## WHAT TO WORK ON
Scan the records and identify every line in which the string "white" occurs, then return those lines.

Stored entries:

****

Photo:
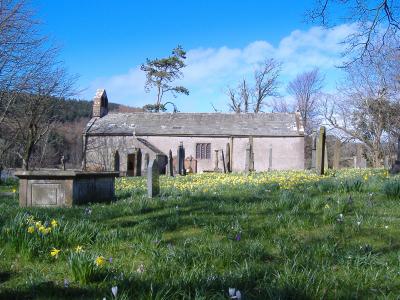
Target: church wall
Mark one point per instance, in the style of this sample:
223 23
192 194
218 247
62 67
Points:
287 152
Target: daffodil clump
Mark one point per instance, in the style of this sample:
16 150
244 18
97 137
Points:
48 238
218 182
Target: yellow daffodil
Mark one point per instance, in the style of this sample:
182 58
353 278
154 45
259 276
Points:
30 220
100 261
44 230
54 252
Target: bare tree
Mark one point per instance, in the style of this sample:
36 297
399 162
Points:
367 108
30 73
244 98
306 89
239 98
377 22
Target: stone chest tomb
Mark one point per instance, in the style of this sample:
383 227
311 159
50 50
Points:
53 188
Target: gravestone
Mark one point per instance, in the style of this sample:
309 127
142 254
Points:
320 153
181 160
191 164
146 160
270 158
216 161
326 162
396 166
249 163
361 162
386 162
63 162
336 155
228 158
314 150
138 164
153 179
170 171
223 160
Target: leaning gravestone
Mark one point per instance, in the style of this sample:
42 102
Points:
181 160
170 166
313 150
336 155
396 166
320 155
153 179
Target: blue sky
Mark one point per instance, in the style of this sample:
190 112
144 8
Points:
106 41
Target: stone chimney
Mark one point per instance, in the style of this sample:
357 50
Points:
100 104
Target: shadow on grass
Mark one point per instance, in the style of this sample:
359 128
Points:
49 290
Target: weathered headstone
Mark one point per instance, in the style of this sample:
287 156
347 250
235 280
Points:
146 160
320 154
62 162
336 155
396 166
228 157
138 164
181 160
223 160
249 163
230 154
270 158
360 153
248 158
386 162
153 179
170 167
326 162
314 150
216 161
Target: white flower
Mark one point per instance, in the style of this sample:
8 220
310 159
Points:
114 290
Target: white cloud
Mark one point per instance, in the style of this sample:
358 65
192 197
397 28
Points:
210 70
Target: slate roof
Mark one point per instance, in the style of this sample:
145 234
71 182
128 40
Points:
197 124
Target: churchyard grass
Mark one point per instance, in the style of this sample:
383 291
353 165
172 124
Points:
269 235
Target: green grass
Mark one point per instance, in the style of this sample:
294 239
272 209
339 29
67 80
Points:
336 238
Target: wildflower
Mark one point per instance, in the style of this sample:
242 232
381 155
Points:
140 269
238 237
54 252
54 223
45 231
114 291
100 261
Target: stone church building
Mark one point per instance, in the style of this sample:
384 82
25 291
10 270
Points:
125 142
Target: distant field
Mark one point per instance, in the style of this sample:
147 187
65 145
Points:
285 235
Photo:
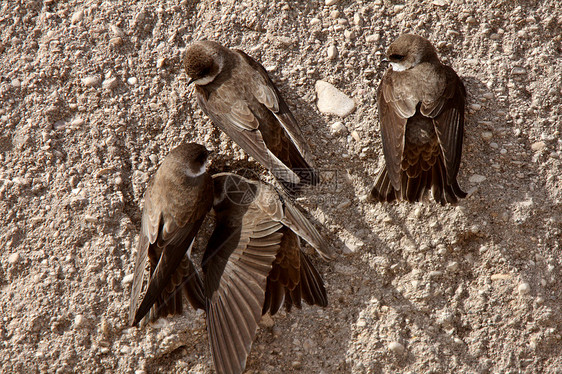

****

## EXPECTED ANSWER
Target: white flower
Target: white cloud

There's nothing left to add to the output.